» DOCUMENT TEXT
Commencement of Tender Offer

RNS Number : 2040H
Melrose PLC
09 July 2012
 



9 July 2012

 

 

MELROSE PLC

('MELROSE')

 

MELROSE COMMENCES TENDER OFFER FOR ELSTER GROUP SE

 

Melrose PLC (LSE: MRO), today announces the launch of its tender offer, through its wholly owned subsidiary, Mintford AG,  to acquire, for cash, the entire issued ordinary share capital of Elster Group SE ("Elster"). Elster ADS holders will receive $20.50 per Elster ADS and Elster shareholders will receive $82 per Elster ordinary share not otherwise represented by ADSs that are tendered to Mintford AG.

 

The $20.50 per Elster ADS to be offered pursuant to the tender offer represents a premium of approximately 48.6% to the price of an Elster ADS on June 11, 2012, the last business day prior to press speculation that Rembrandt Holdings S.A. ("Rembrandt"), Elster's majority shareholder, was considering a sale of its Elster holding, and a premium of approximately 44.3% to the average price of an Elster ADS in the six month period ending on

June 11, 2012.

 

The tender offer is scheduled to expire at midnight, New York City time, on Wednesday, August 8, 2012, unless earlier terminated or extended.

 

Melrose and Elster announced on June 29, 2012 the signing of a definitive investment agreement pursuant to which Melrose agreed to cause Mintford AG to commence the tender offer.  The administrative board of Elster has approved the terms of the investment agreement and recommended that holders of Elster ADSs and Elster ordinary shares tender their Elster ADSs and Elster ordinary shares into the tender offer.

 

The documents related to the tender offer were filed with the Securities and Exchange Commission ("SEC") today. As previously announced Melrose has entered into tender agreements with Rembrandt and its subsidiary (which collectively own approximately 62.17% of the total share capital of Elster), as well as from two members of the administrative board of Elster and a managing director of Elster, to tender into the tender offer, subject to specified conditions, all Elster ADSs and Elster ordinary shares that they beneficially own (amounting in aggregate to approximately 64.19% of the total share capital of Elster as of June 29, 2012, the date the transaction was first announced).

 

Requests for documentation may be made to D.F. King & Co., Inc. as the information agent at 1-800-269-6427.

 

About Melrose:

 

Melrose is a public limited company registered in England and Wales which has a track record of acquiring businesses and making the necessary changes to maximise the value inherent in those businesses to the benefit of shareholders.  Melrose currently operates in three segments: Energy, Lifting and Other Industrials. The Energy segment incorporates the Brush Turbogenerators, Brush Transformers, Marelli and Hawker Siddeley Switchgear business units, all specialist suppliers of energy industrial products to the global market. The Lifting segment includes the businesses of Bridon and Crosby, serving oil and gas production, mining, petrochemical, alternative energy and general construction markets. Other Industrials incorporates all other operating businesses.

[Labeled-object pointing entries]
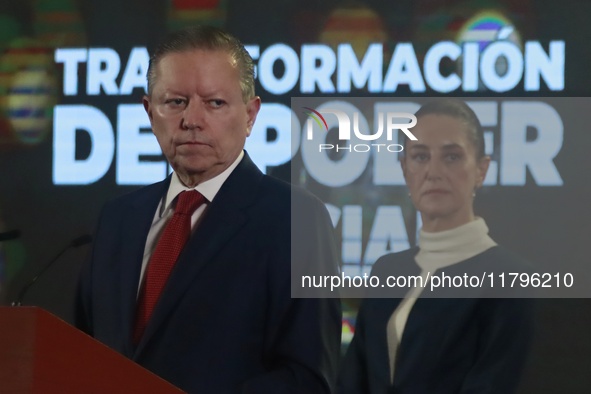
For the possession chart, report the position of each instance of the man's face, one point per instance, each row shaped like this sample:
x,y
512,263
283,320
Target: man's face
x,y
198,114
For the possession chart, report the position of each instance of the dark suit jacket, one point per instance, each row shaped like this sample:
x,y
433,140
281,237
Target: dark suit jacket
x,y
225,322
450,345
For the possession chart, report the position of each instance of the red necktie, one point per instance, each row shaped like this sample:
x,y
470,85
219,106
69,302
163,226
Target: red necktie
x,y
169,247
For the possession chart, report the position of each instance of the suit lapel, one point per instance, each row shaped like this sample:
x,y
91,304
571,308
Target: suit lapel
x,y
224,217
136,226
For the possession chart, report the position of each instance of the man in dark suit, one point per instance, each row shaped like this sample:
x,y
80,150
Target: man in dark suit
x,y
224,321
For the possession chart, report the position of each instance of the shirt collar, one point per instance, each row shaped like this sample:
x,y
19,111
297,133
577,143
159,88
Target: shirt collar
x,y
209,188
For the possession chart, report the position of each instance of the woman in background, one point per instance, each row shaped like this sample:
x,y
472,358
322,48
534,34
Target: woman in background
x,y
448,340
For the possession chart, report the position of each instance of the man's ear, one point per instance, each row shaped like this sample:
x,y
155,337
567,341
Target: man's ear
x,y
147,107
403,165
252,109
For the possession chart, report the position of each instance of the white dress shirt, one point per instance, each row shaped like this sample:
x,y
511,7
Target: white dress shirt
x,y
165,210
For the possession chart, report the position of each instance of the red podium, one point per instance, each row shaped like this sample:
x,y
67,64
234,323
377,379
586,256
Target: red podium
x,y
40,353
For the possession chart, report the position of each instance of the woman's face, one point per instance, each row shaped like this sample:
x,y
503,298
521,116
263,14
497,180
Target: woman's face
x,y
442,172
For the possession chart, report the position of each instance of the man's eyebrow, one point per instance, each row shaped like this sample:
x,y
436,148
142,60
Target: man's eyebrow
x,y
449,146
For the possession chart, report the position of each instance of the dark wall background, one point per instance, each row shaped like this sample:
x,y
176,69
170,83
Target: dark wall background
x,y
49,217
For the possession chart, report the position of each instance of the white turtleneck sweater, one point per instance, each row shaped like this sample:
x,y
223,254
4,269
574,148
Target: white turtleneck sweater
x,y
436,251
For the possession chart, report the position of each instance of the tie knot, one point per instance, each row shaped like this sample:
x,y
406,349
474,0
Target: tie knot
x,y
188,202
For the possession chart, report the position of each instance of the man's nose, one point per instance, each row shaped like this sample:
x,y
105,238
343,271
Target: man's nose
x,y
193,115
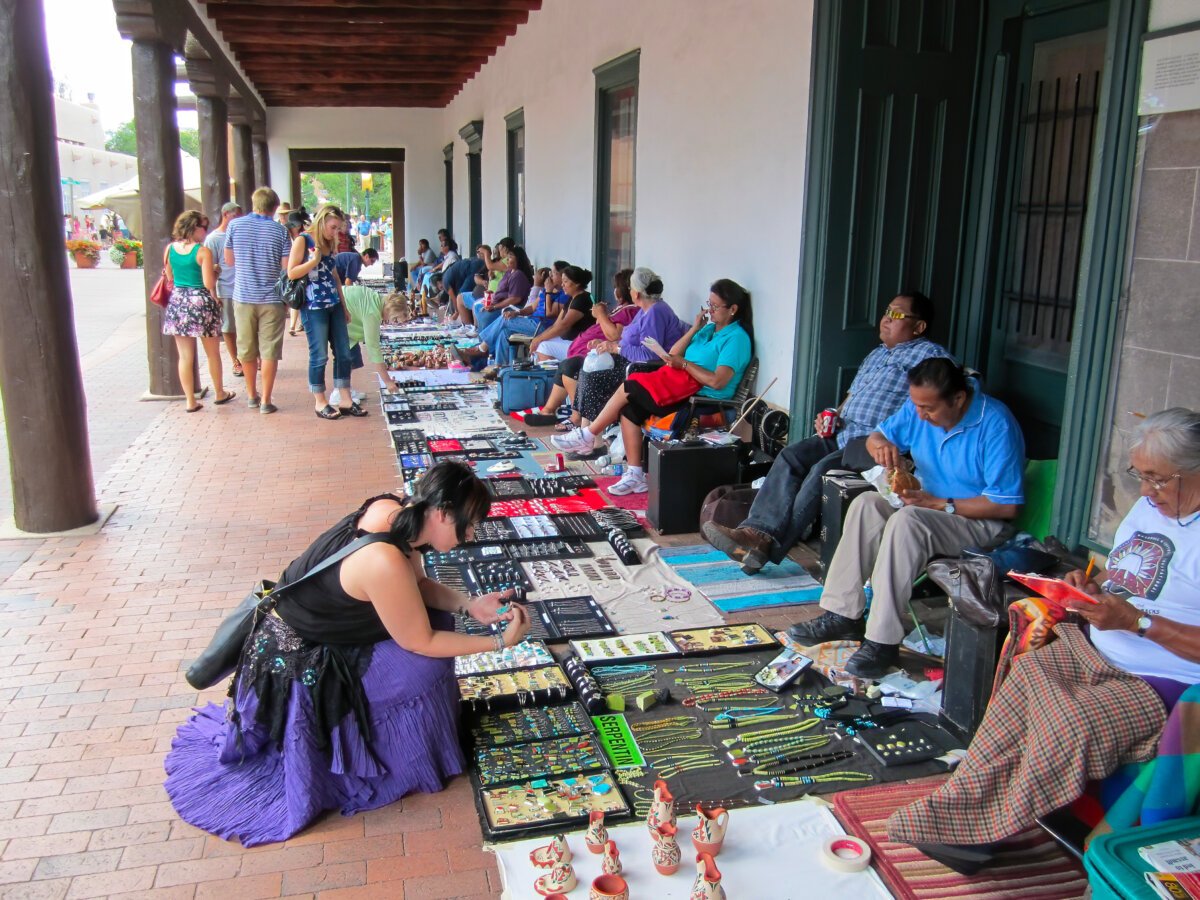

» PROBLEMS TO WORK ON
• A. Does each statement below agree with the Melrose tender offer announcement? (i) The tender offer is scheduled to expire on Wednesday, August 8, 2012. (ii) Rembrandt and its subsidiary collectively own about 64.19% of Elster's total share capital. (iii) Melrose currently operates in four segments. Answer yes or no for each, quoting the words of the announcement that decide it.
• B. Pick up the Melrose tender offer announcement after its last sentence and continue it.

» ANSWERS TO THE PROBLEMS
• A.
(i) Yes: "The tender offer is scheduled to expire at midnight, New York City time, on Wednesday, August 8, 2012, unless earlier terminated or extended."
(ii) No: "Rembrandt and its subsidiary (which collectively own approximately 62.17% of the total share capital of Elster)"
(iii) No: "Melrose currently operates in three segments: Energy, Lifting and Other Industrials."

• B.
 

 

Forward Looking Statements

 

This announcement contains (or may contain) certain forward-looking statements with respect to certain of Melrose's current expectations and projections about future events. These statements, which sometimes use words such as "anticipate", "believe", "intend", "estimate", "expect", "will", "shall", "may", "aim", "predict", "should", "continue" and words of similar meaning and/or other similar expressions that are predictions of or indicate future events and/or future trends, reflect the directors' beliefs and expectations at the date of this announcement and involve a number of risks, uncertainties and assumptions that could cause actual results and performance to differ materially from any expected future results or performance expressed or implied by the forward-looking statement.

 

Statements contained in this announcement regarding past trends or activities should not be taken as a representation that such trends or activities will continue in the future. The information contained in this announcement is subject to change without notice and, except as required by applicable law, neither Melrose nor any of its affiliates assumes any responsibility or obligation to update publicly or review any of the forward-looking statements contained herein. You should not place undue reliance on forward-looking statements, which speak only as of the date of this announcement.

 

 

Important Additional Information

 

This announcement is for informational purposes only and neither an offer to purchase nor a solicitation of an offer to sell securities. The tender offer is being made pursuant to a tender offer statement on Schedule TO that was filed by Melrose and Mintford AG with the SEC on July 9, 2012. Elster will file a solicitation/recommendation statement on Schedule 14D-9 with respect to the tender offer on July 9, 2012. The tender offer statement (including an offer to purchase, a related letters of transmittal and other tender offer documents) and the solicitation/recommendation statement contain important information that should be read carefully before making any decision to tender securities in the tender offer.  Elster securityholders may obtain free copies of these materials (and all other tender offer documents filed with the SEC)on the SEC's website at www.sec.gov.  In addition, copies of these materials may be obtained for free by directing such requests to D.F. King & Co., Inc., the Information Agent for the tender offer, toll-free at 1-800-269-6427.  The solicitation/recommendation statement and related documents may be obtained by directing such requests to Elster.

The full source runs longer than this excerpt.